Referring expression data
▬▬▬

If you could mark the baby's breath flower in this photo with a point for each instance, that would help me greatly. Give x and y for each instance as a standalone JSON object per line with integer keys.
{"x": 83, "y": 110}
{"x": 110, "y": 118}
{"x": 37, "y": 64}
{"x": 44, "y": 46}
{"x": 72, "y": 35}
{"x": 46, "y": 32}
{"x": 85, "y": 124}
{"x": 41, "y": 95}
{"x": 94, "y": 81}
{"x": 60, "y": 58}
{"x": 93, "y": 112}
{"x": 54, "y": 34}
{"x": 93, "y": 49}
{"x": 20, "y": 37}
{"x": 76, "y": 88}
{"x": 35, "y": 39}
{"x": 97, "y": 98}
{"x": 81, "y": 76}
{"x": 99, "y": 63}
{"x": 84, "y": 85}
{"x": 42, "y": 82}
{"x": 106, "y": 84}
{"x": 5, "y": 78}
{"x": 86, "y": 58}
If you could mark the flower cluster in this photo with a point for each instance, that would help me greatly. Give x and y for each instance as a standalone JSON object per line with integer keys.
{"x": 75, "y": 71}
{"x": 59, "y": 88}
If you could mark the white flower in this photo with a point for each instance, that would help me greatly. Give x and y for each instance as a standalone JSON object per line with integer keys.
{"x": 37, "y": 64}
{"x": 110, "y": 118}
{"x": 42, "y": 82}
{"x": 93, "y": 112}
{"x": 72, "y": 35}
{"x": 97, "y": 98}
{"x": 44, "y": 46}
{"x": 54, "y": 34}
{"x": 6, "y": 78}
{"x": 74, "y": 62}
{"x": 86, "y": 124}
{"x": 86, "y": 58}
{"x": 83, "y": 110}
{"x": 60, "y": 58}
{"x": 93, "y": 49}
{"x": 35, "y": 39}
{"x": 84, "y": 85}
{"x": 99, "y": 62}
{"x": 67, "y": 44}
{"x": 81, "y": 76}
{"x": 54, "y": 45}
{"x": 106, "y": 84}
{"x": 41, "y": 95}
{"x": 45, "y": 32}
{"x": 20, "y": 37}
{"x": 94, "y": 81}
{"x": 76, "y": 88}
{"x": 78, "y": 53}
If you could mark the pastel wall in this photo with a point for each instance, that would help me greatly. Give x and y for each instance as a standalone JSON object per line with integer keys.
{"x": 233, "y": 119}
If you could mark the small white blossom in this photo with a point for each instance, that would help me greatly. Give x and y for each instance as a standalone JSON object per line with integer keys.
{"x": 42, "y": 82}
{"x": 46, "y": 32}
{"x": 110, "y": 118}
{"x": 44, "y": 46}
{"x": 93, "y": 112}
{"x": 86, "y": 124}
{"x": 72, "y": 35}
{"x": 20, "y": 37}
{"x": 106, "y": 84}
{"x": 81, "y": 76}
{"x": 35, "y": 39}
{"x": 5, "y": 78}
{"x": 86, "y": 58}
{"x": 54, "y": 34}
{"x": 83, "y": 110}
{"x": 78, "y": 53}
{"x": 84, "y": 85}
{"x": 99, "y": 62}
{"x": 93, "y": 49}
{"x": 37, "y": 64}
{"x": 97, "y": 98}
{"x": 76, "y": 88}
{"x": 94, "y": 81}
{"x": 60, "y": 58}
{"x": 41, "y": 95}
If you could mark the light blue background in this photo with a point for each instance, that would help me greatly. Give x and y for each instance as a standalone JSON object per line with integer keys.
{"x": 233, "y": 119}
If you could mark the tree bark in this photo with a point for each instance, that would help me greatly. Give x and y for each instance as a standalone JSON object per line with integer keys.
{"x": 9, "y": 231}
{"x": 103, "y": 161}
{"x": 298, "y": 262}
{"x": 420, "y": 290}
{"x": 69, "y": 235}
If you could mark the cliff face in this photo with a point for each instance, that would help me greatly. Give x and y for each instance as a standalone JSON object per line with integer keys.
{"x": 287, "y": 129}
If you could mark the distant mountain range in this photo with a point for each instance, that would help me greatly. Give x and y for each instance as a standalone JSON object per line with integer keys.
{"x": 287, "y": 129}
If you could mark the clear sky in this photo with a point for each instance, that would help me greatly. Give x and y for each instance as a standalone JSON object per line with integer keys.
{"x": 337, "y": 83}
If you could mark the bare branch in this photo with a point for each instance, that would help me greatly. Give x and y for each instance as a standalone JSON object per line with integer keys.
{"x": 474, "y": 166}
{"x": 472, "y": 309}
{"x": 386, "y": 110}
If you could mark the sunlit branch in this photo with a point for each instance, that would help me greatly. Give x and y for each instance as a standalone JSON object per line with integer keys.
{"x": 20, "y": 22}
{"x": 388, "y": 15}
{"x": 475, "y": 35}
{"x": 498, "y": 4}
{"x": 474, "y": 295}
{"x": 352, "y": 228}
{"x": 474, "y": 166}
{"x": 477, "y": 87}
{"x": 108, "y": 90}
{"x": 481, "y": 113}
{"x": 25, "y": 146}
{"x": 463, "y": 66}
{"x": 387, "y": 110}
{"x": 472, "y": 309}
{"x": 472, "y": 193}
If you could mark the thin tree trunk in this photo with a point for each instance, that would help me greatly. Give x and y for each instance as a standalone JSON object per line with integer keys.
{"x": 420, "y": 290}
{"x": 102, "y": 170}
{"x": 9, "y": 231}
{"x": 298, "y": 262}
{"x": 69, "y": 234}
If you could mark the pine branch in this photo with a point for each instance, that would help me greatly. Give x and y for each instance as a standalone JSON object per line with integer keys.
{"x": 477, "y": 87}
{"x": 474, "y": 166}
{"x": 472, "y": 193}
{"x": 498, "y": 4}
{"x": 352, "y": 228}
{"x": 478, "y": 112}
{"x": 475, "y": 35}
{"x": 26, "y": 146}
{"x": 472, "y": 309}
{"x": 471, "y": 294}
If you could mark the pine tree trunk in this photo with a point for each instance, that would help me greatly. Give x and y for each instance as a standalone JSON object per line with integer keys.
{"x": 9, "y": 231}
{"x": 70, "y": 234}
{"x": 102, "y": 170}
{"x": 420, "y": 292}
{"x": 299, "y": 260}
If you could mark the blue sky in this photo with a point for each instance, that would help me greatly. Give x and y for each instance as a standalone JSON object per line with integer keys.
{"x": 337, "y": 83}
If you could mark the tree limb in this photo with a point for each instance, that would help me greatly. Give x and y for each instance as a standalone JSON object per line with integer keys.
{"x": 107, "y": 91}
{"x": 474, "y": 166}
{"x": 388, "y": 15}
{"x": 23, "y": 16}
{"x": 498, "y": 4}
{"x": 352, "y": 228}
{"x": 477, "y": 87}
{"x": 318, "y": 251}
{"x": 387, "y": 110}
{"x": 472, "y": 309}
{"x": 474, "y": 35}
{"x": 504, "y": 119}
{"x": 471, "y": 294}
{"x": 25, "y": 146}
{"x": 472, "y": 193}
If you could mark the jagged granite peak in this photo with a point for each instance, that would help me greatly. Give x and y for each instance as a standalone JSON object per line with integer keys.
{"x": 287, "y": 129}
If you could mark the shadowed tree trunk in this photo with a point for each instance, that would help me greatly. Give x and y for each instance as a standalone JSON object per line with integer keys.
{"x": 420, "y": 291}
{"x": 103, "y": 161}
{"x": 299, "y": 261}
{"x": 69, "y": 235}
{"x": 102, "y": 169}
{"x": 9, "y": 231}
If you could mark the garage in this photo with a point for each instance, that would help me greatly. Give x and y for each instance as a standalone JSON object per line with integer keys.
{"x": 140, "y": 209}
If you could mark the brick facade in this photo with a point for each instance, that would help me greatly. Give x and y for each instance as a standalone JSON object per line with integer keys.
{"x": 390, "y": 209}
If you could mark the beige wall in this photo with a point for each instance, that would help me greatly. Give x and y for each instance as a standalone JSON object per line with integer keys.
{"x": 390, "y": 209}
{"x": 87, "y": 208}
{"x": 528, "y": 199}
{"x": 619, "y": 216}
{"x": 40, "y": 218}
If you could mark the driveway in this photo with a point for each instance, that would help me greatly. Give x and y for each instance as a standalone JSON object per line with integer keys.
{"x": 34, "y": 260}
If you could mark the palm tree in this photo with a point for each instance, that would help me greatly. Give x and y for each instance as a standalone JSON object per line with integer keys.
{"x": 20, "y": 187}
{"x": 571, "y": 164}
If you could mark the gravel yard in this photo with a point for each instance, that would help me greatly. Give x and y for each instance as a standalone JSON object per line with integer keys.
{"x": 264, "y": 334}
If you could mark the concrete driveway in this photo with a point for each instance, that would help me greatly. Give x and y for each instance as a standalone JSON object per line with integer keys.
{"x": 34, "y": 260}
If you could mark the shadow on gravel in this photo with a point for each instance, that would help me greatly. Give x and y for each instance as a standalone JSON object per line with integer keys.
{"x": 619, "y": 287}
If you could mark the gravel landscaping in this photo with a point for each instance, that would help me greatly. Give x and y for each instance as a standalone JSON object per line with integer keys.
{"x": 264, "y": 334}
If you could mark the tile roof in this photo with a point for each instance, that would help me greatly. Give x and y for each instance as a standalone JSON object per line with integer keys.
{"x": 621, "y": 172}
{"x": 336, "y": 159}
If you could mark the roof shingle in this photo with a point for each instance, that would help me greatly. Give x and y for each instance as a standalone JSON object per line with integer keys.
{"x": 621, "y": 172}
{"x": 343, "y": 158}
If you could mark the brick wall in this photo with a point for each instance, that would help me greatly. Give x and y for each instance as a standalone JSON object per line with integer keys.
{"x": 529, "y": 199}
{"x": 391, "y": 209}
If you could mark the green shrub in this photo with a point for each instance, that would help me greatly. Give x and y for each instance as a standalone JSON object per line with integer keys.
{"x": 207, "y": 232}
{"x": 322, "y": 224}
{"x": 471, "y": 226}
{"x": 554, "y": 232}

▬▬▬

EXERCISE DIRECTIONS: What should come out is the exact run of lines from the one holding "If you could mark the brick wall" through the end of the records above, and nothing besides.

REPLY:
If you could mark the brick wall in this photo with a point for each instance, that would help me greatly. Give x and y for each instance as a standalone JSON object per line with integer keys.
{"x": 529, "y": 199}
{"x": 391, "y": 209}
If you could mark the green shrub in this photo with a point for each instance, that would help me greatly. Give x and y for each instance as a standalone JSON object per line with integer keys.
{"x": 207, "y": 232}
{"x": 322, "y": 224}
{"x": 471, "y": 226}
{"x": 554, "y": 232}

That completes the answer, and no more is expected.